SHORT TASK:
The data must be written out once more, precisely as given.

## begin

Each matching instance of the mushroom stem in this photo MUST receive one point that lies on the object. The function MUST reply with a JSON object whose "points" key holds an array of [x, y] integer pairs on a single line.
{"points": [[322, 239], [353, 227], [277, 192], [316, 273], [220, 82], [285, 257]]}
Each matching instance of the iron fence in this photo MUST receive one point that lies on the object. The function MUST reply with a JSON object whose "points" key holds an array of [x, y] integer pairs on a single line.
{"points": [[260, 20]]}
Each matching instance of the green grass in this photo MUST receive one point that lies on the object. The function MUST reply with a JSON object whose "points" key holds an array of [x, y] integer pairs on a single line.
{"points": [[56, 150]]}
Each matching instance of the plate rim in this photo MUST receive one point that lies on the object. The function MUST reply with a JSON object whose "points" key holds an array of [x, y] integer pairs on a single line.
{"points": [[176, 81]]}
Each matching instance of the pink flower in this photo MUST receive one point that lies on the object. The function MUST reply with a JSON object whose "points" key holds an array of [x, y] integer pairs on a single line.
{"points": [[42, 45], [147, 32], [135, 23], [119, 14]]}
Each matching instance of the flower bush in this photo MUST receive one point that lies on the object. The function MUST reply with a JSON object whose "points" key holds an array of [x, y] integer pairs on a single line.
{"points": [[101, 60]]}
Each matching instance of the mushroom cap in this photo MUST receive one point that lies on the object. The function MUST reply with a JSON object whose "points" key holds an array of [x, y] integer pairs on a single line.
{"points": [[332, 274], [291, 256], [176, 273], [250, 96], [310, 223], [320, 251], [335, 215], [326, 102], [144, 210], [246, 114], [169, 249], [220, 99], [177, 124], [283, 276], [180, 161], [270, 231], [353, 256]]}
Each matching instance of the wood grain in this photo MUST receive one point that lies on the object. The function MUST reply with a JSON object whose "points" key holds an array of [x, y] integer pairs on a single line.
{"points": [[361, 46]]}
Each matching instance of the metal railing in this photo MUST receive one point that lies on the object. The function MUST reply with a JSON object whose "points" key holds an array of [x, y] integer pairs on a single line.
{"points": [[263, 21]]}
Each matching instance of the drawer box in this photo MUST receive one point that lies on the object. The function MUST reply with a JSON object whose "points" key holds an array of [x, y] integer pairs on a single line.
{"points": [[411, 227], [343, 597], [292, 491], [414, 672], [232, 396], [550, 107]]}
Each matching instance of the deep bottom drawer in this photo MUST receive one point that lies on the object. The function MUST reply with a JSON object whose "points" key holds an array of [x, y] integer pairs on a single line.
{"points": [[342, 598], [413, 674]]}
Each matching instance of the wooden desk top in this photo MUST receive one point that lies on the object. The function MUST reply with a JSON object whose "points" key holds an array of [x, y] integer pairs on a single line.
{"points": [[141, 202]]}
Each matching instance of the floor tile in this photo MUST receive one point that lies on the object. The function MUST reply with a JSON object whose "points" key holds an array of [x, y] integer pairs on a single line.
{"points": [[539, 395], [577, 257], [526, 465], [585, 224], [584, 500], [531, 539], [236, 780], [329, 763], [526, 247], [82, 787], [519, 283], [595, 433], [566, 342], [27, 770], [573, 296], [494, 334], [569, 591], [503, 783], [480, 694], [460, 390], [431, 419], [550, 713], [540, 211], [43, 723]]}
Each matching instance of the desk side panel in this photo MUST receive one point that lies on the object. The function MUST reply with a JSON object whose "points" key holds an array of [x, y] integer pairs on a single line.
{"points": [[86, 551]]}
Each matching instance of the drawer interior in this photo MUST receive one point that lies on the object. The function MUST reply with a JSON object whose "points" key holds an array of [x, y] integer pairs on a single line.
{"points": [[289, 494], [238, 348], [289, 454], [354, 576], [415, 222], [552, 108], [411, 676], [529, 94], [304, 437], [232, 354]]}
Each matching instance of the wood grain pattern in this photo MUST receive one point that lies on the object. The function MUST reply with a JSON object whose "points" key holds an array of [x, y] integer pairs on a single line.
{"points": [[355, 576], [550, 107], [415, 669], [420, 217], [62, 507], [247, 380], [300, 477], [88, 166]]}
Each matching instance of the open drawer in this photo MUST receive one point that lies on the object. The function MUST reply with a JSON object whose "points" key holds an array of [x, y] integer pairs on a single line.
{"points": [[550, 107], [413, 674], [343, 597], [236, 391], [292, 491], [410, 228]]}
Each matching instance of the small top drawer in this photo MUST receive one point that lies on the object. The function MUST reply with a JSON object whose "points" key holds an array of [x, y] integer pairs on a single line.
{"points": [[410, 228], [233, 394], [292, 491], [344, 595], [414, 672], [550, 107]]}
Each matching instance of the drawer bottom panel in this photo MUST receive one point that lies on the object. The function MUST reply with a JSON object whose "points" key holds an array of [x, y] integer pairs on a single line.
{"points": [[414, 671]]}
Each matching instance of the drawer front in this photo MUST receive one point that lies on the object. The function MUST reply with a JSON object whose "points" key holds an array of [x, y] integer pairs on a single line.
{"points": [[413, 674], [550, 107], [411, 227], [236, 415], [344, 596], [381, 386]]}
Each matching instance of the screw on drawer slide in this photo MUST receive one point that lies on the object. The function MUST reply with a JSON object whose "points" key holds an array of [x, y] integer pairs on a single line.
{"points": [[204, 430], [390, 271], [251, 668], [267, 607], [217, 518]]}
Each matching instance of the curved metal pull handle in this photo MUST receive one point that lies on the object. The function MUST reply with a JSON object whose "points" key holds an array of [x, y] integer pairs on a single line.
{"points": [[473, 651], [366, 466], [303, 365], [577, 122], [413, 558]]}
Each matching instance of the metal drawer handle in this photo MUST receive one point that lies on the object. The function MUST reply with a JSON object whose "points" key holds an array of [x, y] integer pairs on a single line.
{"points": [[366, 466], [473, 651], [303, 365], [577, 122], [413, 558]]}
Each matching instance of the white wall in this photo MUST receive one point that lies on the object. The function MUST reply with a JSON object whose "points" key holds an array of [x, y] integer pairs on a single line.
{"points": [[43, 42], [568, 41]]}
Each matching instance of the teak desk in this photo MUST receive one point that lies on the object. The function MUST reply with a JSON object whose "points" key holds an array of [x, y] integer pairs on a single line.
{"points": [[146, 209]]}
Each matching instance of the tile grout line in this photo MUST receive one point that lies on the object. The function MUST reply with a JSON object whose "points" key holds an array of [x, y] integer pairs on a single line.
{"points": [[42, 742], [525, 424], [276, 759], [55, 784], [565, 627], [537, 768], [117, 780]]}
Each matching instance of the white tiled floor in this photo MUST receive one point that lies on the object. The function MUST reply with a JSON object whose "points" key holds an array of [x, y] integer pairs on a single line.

## end

CORRECT ANSWER:
Each matching instance of the mushroom stem in this photo MUST receive one point that lies on the object. The function MUST reply with a JSON object whose "points" key holds an array of [x, y] integer pairs on a single line.
{"points": [[322, 239], [353, 227], [277, 192], [316, 273], [220, 82], [285, 257]]}
Each matching instance of the iron fence in this photo MUST receive one point that lies on the object. The function MUST reply with a JSON object whose "points" key holds an array of [x, y] integer pairs on a single line.
{"points": [[260, 20]]}
Each matching instance of the green grass in this photo MUST receive one point that lies on the object. The function MUST reply with a JSON object whose "points" key holds an array of [x, y] integer pairs on a single line.
{"points": [[56, 150]]}
Each matching instance of the plate rim in this photo MUST receive one point that lies on the object. The function MUST reply with a JSON object whose "points" key holds an array of [x, y] integer pairs on a single line.
{"points": [[176, 81]]}
Each matching instance of the pink flower in this photo MUST receive one point that lies on the object. The function MUST reply with a JSON object whose "points" key holds an array of [x, y] integer pairs on a single line.
{"points": [[42, 45], [147, 32], [135, 23], [119, 14]]}
Each matching instance of the flower bush in this photo MUST receive one point that lies on the object. The function MUST reply with a JSON object whose "points" key holds an array of [x, y] integer pairs on a single line.
{"points": [[101, 60]]}
Each matching instance of the mushroom cap in this photo MUST receive one point that lies on the object. The function MUST reply with a JSON object whose "points" key holds an array of [x, y] integer pairs on a single line.
{"points": [[332, 274], [291, 256], [176, 273], [250, 96], [310, 223], [320, 251], [335, 215], [326, 102], [144, 210], [246, 114], [169, 249], [220, 99], [177, 124], [283, 276], [180, 161], [270, 231], [353, 256]]}
Each matching instance of the wood grain in this photo MUST receive one point that lies on the object. The function MUST reply with a JSON object whose "points" key holds an array of [x, y] integer pairs on a single line.
{"points": [[361, 46]]}
Each matching instance of the metal railing in this photo MUST receive one point that lies on the object. The function MUST reply with a JSON object whose "points" key holds an array of [x, y] integer pairs on a single line.
{"points": [[263, 21]]}
Each matching instance of the drawer box in this photo MUST receive one point that lies on the object. The function MUST reply with a JSON object whose "points" key holds an array of [x, y] integer pairs on a single line.
{"points": [[411, 227], [343, 597], [292, 491], [414, 672], [232, 396], [550, 107]]}
Each matching instance of the deep bottom drawer in this photo MUST receive one point that lies on the object. The function MUST reply with a JSON object whose "points" key holds an array of [x, y] integer pairs on a single line.
{"points": [[342, 598], [413, 674]]}
Each matching instance of the wooden desk top in this photo MUST receive one point that lies on the object. The function MUST reply with a JSON object whose "points" key holds an array of [x, y] integer pairs on a single line.
{"points": [[141, 202]]}
Each matching instance of the floor tile in this photo MUST receive one point that lies on the object. The function MUST reply with a JSON object whose "points" key holds an array of [x, y] integer pairs on a single line.
{"points": [[539, 395], [577, 257], [526, 465], [585, 224], [584, 500], [531, 539], [236, 780], [329, 763], [526, 247], [82, 787], [519, 283], [595, 433], [566, 342], [27, 770], [573, 296], [494, 334], [569, 591], [503, 783], [480, 694], [460, 390], [431, 419], [550, 713], [540, 211], [43, 723]]}
Each matching instance of the desk side panel in this photo MUST receive one point that lies on the object. The function MUST reply with a JSON object whose "points" key holds an array of [x, y] integer pairs on a single line.
{"points": [[86, 551]]}
Each matching instance of the drawer interior in this photo MUST receive one point that lies on the object. The function MUST reply with a JSON object whose "points" key holds an array of [x, y] integer pairs on a single line.
{"points": [[289, 494], [238, 348], [289, 454], [354, 576], [415, 222], [552, 108], [411, 676], [529, 94], [304, 437], [232, 354]]}
Each matching instance of the wood grain pattern in this photo MUST receive one point that lies on the object. The function MUST reply with a JSON object whose "points" key holds an array of [x, y] integer pairs on a single line.
{"points": [[355, 576], [550, 107], [415, 669], [420, 217], [62, 507], [247, 380], [300, 477], [88, 166]]}
Each matching instance of the open drawer in this photo MUST receive one point that lies on the object. The function MUST reply with a JSON object whose "points" key holds an array of [x, y] integer pairs on a single line.
{"points": [[550, 107], [413, 674], [343, 597], [236, 391], [292, 491], [410, 228]]}
Each matching instance of the small top drawer in this photo MUST receive one point that lies on the object. The function MUST reply with a JSON object whose "points" key holds an array of [x, y] integer pairs on a single line.
{"points": [[410, 228], [233, 394], [292, 491], [344, 595], [414, 672], [550, 107]]}
Each matching instance of the drawer bottom panel in this photo MUST receive one point that lies on the object. The function MUST reply with a JSON object whose "points" key holds an array of [x, y] integer pairs on a single line.
{"points": [[414, 671]]}
Each matching instance of the drawer front in this photo MUST receive one point that lies on the object. The function MUST reply with a JSON object whose "points" key holds an array of [x, y] integer pairs on a single line.
{"points": [[413, 674], [550, 107], [411, 227], [236, 415], [344, 596], [381, 386]]}
Each matching instance of the screw on drawer slide in this photo MUST receive one point that lies on the object. The function MUST reply with a JSON object whose "points" key holds an array of [x, y] integer pairs on a single line.
{"points": [[204, 430], [390, 271], [251, 668], [267, 607], [217, 518]]}
Each matching instance of the curved metal pull handle in this photo MUST receive one point that lies on the object. The function MUST reply with a JSON object whose "points" key holds an array of [x, y] integer pairs on a single line.
{"points": [[473, 651], [366, 466], [303, 365], [577, 122], [413, 558]]}
Each matching instance of the metal drawer handle in this photo MUST receive one point that lies on the object. The function MUST reply with a JSON object whose "points" key holds an array of [x, y] integer pairs on a single line.
{"points": [[366, 466], [473, 651], [303, 365], [577, 122], [413, 558]]}
Each matching instance of the white wall in this photo MUST receive one point that lies on the object. The function MUST reply with a JSON object whose "points" key holds an array of [x, y] integer pairs on a single line.
{"points": [[43, 42], [568, 41]]}
Each matching instance of the teak desk in this photo MUST receive one point that lies on the object. The function MUST reply with a JSON object whose "points" key holds an array of [x, y] integer pairs on a single line.
{"points": [[146, 209]]}
Each matching instance of the tile grout line in this photo MUST receive one point that lies on the object. The function MUST reply with a JSON object whose "points" key holds an array of [x, y] integer pairs on a single line.
{"points": [[42, 742], [525, 424], [276, 759], [55, 784], [565, 627], [537, 768], [117, 780]]}
Each matching instance of the white tiled floor in this photo MUST receive one point that lies on the object. The function MUST reply with a JSON object whose "points" key holds an array of [x, y] integer pairs on a single line.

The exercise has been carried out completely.